Records from a dataset:
━━━━
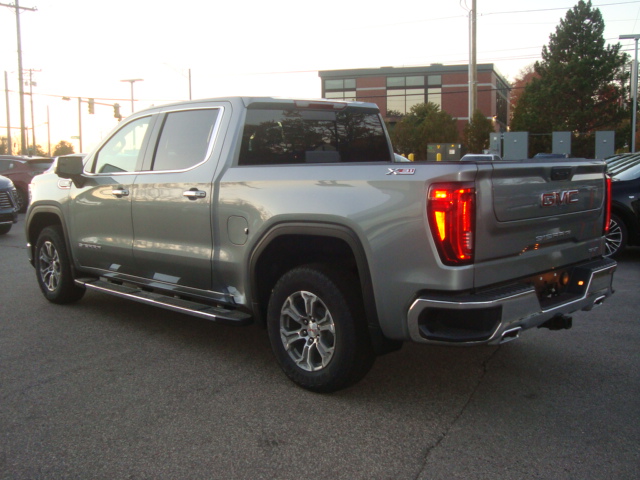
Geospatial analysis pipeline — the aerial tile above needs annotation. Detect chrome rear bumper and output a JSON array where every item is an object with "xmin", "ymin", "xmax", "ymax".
[{"xmin": 407, "ymin": 258, "xmax": 616, "ymax": 345}]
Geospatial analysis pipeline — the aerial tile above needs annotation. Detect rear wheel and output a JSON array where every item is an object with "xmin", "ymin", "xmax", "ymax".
[
  {"xmin": 605, "ymin": 213, "xmax": 627, "ymax": 257},
  {"xmin": 267, "ymin": 264, "xmax": 375, "ymax": 393},
  {"xmin": 35, "ymin": 226, "xmax": 85, "ymax": 304},
  {"xmin": 0, "ymin": 224, "xmax": 11, "ymax": 235}
]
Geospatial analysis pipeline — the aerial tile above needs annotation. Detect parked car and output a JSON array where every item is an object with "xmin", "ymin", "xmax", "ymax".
[
  {"xmin": 533, "ymin": 153, "xmax": 572, "ymax": 160},
  {"xmin": 0, "ymin": 155, "xmax": 54, "ymax": 212},
  {"xmin": 605, "ymin": 153, "xmax": 640, "ymax": 257},
  {"xmin": 0, "ymin": 174, "xmax": 19, "ymax": 235},
  {"xmin": 460, "ymin": 154, "xmax": 503, "ymax": 162}
]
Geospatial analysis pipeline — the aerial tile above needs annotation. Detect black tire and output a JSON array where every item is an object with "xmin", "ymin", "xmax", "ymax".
━━━━
• [Goal of the exercise]: Your answer must be a verbatim copy of the entries above, with no images included.

• [Task answer]:
Geospatial analysis pipeline — the aerial tile above needs annotation. Detect chrome rear bumper and output a JSON array where every item is an object with "xmin", "ymin", "xmax", "ymax".
[{"xmin": 407, "ymin": 258, "xmax": 616, "ymax": 345}]
Geospatial analysis pipeline — the aerial tile above needs annotation. Detect rear wheel and output a JSON array where every item is an object with "xmin", "ymin", "xmax", "ymax".
[
  {"xmin": 605, "ymin": 213, "xmax": 627, "ymax": 257},
  {"xmin": 267, "ymin": 264, "xmax": 375, "ymax": 393},
  {"xmin": 35, "ymin": 226, "xmax": 85, "ymax": 304},
  {"xmin": 0, "ymin": 224, "xmax": 11, "ymax": 235}
]
Geospatial analysis pipeline — the aerial tile above needs annotation. Detect parked car and output a JSON array where every item is an object with "xmin", "ymin", "xmax", "ymax".
[
  {"xmin": 533, "ymin": 153, "xmax": 572, "ymax": 160},
  {"xmin": 0, "ymin": 155, "xmax": 54, "ymax": 212},
  {"xmin": 605, "ymin": 153, "xmax": 640, "ymax": 257},
  {"xmin": 0, "ymin": 174, "xmax": 19, "ymax": 235},
  {"xmin": 460, "ymin": 154, "xmax": 503, "ymax": 162}
]
Geospatial analysis pipeline — the aerial tile above needs annotation. Detect black tire and output a JSON array where every item is an object with "xmin", "ymin", "xmax", "ymax".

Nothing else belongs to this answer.